## [YOUR INSTRUCTIONS]
Starting at the line that contains "white flower in", copy each line through the final one exactly as written.

+++++

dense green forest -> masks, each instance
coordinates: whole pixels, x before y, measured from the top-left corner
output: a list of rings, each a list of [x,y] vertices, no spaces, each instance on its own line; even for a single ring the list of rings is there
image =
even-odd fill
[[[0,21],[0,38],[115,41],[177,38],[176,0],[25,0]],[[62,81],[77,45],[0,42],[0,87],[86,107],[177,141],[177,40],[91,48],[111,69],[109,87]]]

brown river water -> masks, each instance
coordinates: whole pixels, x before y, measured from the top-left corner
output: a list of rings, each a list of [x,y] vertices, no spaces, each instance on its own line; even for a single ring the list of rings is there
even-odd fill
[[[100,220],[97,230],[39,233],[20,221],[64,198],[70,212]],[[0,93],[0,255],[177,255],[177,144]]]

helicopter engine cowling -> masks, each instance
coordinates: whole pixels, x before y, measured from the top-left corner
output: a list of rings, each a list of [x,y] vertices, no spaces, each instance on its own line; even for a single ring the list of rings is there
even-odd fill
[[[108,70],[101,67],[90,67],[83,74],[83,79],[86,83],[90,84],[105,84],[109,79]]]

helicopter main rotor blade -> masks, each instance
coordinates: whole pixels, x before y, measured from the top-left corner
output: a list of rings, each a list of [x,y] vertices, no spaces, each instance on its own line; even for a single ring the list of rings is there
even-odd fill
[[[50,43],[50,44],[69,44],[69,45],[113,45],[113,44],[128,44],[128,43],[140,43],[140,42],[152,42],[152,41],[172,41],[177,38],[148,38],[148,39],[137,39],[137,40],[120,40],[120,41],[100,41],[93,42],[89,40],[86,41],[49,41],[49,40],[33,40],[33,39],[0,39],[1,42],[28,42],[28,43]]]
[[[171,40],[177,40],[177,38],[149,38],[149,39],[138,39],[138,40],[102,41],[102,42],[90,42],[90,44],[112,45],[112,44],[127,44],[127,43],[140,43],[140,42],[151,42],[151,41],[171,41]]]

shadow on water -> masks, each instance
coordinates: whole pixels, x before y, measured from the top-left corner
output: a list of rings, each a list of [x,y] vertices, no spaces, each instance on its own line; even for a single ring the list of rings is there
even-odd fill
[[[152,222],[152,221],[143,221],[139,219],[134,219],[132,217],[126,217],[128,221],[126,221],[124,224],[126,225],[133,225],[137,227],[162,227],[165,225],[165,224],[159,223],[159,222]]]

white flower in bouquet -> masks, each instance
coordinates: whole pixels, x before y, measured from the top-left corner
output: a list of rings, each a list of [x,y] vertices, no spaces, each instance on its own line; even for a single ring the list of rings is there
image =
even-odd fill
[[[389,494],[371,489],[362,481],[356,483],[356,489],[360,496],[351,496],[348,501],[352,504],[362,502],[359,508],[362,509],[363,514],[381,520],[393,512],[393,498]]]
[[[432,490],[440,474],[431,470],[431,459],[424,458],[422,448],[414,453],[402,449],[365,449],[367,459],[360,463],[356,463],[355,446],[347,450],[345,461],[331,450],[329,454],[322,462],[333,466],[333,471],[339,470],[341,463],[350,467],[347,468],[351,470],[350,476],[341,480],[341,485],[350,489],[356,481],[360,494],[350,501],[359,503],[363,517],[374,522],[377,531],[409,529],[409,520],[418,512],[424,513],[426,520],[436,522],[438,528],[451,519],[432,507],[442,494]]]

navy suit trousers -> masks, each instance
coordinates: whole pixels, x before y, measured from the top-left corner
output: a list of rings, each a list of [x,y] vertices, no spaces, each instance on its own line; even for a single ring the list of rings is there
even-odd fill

+++++

## [TASK SOLUTION]
white flower in bouquet -> masks, each instance
coordinates: whole pixels, x before y, measured from the top-left corner
output: a list of rings, each a list of [x,y] vertices, no spaces, each instance on its own line; even for a single ring the list of rings is there
image =
even-odd fill
[[[389,494],[371,489],[362,481],[356,483],[356,489],[360,496],[351,496],[348,501],[352,504],[362,502],[359,508],[362,509],[363,514],[381,520],[393,512],[393,498]]]
[[[432,490],[440,474],[431,470],[431,459],[424,458],[422,448],[414,453],[402,449],[365,449],[367,459],[360,463],[356,463],[355,446],[347,450],[345,461],[331,450],[329,454],[322,462],[333,466],[333,471],[339,470],[341,463],[350,467],[347,468],[351,470],[350,476],[341,480],[341,485],[350,489],[356,481],[360,494],[350,501],[359,503],[363,517],[374,522],[377,531],[409,529],[409,520],[418,512],[424,513],[426,520],[436,522],[438,528],[451,519],[432,507],[442,494]]]

navy suit trousers -> masks, each instance
coordinates: whole pixels, x before y, measured from the top-left corner
output: a list of rings, each a list of [x,y] vertices, no spaces, each instance on its own line; even for a single ring the list of rings is there
even-odd fill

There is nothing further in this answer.